Can you copy out the data below word for word, leaving the pictures out?

>> Begin Stored data

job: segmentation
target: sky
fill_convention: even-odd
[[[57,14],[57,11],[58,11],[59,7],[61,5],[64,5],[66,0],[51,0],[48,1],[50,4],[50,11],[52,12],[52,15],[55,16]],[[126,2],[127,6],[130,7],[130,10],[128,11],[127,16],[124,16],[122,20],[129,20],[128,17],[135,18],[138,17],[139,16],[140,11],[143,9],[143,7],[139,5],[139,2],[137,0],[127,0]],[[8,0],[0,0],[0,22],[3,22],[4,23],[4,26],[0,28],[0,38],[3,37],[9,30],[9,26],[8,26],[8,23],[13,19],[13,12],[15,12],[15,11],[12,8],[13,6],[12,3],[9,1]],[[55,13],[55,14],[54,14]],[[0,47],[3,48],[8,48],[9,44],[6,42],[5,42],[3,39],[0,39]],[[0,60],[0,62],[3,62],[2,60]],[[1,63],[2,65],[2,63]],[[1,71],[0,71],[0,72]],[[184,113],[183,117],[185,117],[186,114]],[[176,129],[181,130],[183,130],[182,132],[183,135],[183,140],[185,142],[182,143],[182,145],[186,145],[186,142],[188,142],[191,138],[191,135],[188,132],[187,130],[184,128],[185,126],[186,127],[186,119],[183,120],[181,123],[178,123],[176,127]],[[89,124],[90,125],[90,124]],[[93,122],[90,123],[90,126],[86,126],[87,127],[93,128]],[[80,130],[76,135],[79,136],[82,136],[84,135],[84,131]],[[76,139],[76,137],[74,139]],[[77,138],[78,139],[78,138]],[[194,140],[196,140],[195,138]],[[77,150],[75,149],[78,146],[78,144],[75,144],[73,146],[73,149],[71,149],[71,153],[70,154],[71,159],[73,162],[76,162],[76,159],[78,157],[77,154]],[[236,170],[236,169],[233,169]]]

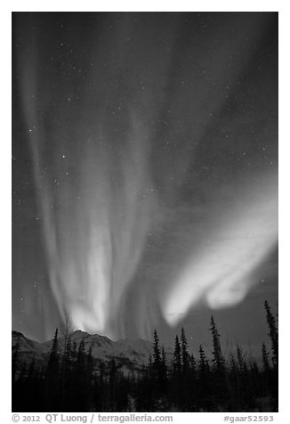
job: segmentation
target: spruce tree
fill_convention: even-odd
[[[174,371],[180,372],[181,370],[181,344],[178,338],[178,335],[175,337],[175,347],[174,347],[174,362],[173,362]]]
[[[278,328],[276,325],[276,320],[271,313],[270,307],[267,300],[264,302],[264,306],[266,310],[266,317],[269,327],[269,336],[271,340],[271,349],[272,349],[272,363],[274,367],[278,367]]]
[[[211,327],[210,330],[212,332],[212,338],[213,338],[213,371],[224,371],[224,364],[225,361],[222,354],[222,348],[221,348],[221,341],[220,341],[220,334],[218,332],[213,316],[211,316]]]
[[[182,372],[185,373],[189,367],[189,355],[188,351],[188,340],[186,338],[183,327],[181,329],[181,342]]]
[[[153,342],[153,367],[158,370],[161,363],[159,338],[157,330],[154,330],[154,342]]]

>> End Stored data

● Answer for the task
job: segmentation
target: sky
fill_convention: even-odd
[[[57,14],[57,11],[58,11],[59,7],[61,5],[64,5],[66,0],[51,0],[48,1],[50,4],[50,11],[52,12],[52,15],[55,16]],[[126,2],[127,6],[130,7],[130,10],[128,11],[127,16],[124,16],[122,20],[129,20],[128,17],[135,18],[138,17],[139,16],[140,11],[143,9],[143,7],[139,5],[139,2],[137,0],[127,0]],[[8,0],[0,0],[0,22],[3,22],[4,23],[4,26],[0,28],[0,38],[3,37],[9,30],[9,26],[8,26],[8,23],[13,19],[13,12],[15,12],[15,11],[12,8],[13,6],[12,3],[9,1]],[[55,13],[55,14],[54,14]],[[0,47],[3,48],[8,48],[9,44],[6,42],[5,42],[3,39],[0,39]],[[0,60],[0,62],[3,62],[2,60]],[[1,63],[2,65],[2,63]],[[1,71],[0,71],[0,72]],[[184,113],[183,117],[185,117],[186,114]],[[176,129],[181,130],[183,130],[182,132],[183,135],[183,140],[185,142],[182,143],[182,145],[186,145],[186,142],[188,142],[191,138],[191,135],[188,132],[187,130],[184,128],[185,126],[186,127],[186,119],[183,120],[181,123],[178,123],[176,127]],[[89,124],[90,125],[90,124]],[[93,122],[90,123],[90,126],[86,126],[87,127],[93,128]],[[80,130],[76,135],[79,136],[82,136],[84,135],[84,131]],[[76,139],[76,137],[74,139]],[[77,138],[78,139],[78,138]],[[194,140],[196,140],[195,138]],[[77,150],[75,149],[78,146],[78,144],[75,144],[73,146],[73,149],[71,149],[71,153],[70,154],[71,159],[73,162],[76,162],[76,159],[78,157],[77,154]],[[236,170],[236,169],[233,169]]]

job: segmentation
target: spruce tree
fill_convention: even-odd
[[[174,371],[180,372],[181,370],[181,344],[178,338],[178,335],[175,337],[175,347],[174,347],[174,362],[173,362]]]
[[[278,328],[276,325],[276,320],[271,313],[270,307],[267,300],[264,302],[264,306],[266,310],[266,317],[269,327],[269,336],[271,340],[271,349],[272,349],[272,363],[274,367],[278,367]]]
[[[211,327],[210,330],[212,332],[212,338],[213,338],[213,371],[224,371],[224,364],[225,361],[222,354],[222,348],[221,348],[221,341],[220,341],[220,334],[218,332],[213,316],[211,316]]]
[[[182,372],[185,373],[189,367],[189,355],[188,351],[188,340],[186,338],[183,327],[181,329],[181,342]]]
[[[153,342],[153,367],[158,370],[161,363],[159,338],[157,330],[154,330],[154,342]]]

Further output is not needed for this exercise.